Continue the text on the RUSI and its funding from where it stops.

-- start Text to read --

Nowadays with much smaller armed forces and modern law and order challenges, the institute has to explore a wider world. Generating income also becomes harder when you no longer have a large number of young officers as your pool of potential members. One must throw the net much wider for sources of money, otherwise inevitably the donor who pays the most, soon will call the tune and even if they don’t, no-one will believe a word.

There is nothing fundamentally wrong with using the RUSI to promote the government’s policy. Sometimes that’s good for the institute such as giving a platform for an American President or another international figure. There are also plenty of times when it’s not a good idea. For a start one questions the wisdom of accepting such a large amount of money from a single foreign donor whose motives are obviously political and may include undermining NATO. Papers about defence that swallow the previous prime minister’s disastrous cuts don’t help a new Secretary of State for Defence when he or she goes into battle with the Treasury for more money. For my taste the RUSI has been rather timid for over a decade about the state of our Armed Forces which are a quarter of the size actually required for our peoples’ safety. The need for the old Institute’s level headed voice is all the more pressing after the recent naval and air operations against the Syrian regime were reviewed at such an abysmal level with that debate in the House of Commons.

-- end Text to read --
-- start Stored data --

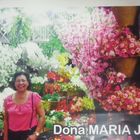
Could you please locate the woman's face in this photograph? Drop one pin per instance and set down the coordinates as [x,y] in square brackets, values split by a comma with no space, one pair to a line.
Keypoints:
[21,83]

-- end Stored data --

The output:
Barely a handful of speakers realised the huge risk – even in alliance with the United States – taken when launching air attacks on Russia’s Levant colony. Our sailors and airmen were put at grave risk during the recent Syrian operation. The Royal Navy and Royal Air Force went into action with about a third of the ships, weapons and aircraft they required for the mission. One new Daring class destroyer joined the American task force though fired no strike missiles because the means to do so had never been fitted to save money. Had she been armed with surface to surface missiles, even better rail guns, she could have intimidated the Russian surface ships and probably destroyed all the chemical weapons sites on her own. Rail guns are British technology purchased by the United States and copied by China. What is the point of spending a billion pounds on a superb destroyer then failing to arm her fully?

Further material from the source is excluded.